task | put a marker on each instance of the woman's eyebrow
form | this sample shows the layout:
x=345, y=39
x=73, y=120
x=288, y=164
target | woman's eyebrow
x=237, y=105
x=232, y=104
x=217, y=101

• • • • • • •

### WHAT IS EXPECTED
Line by line, please copy the records above exactly.

### SOLUTION TO THE PROBLEM
task | put a marker on each instance of the woman's eyebrow
form | this sample shows the layout:
x=345, y=39
x=73, y=120
x=288, y=164
target | woman's eyebrow
x=237, y=105
x=232, y=104
x=217, y=101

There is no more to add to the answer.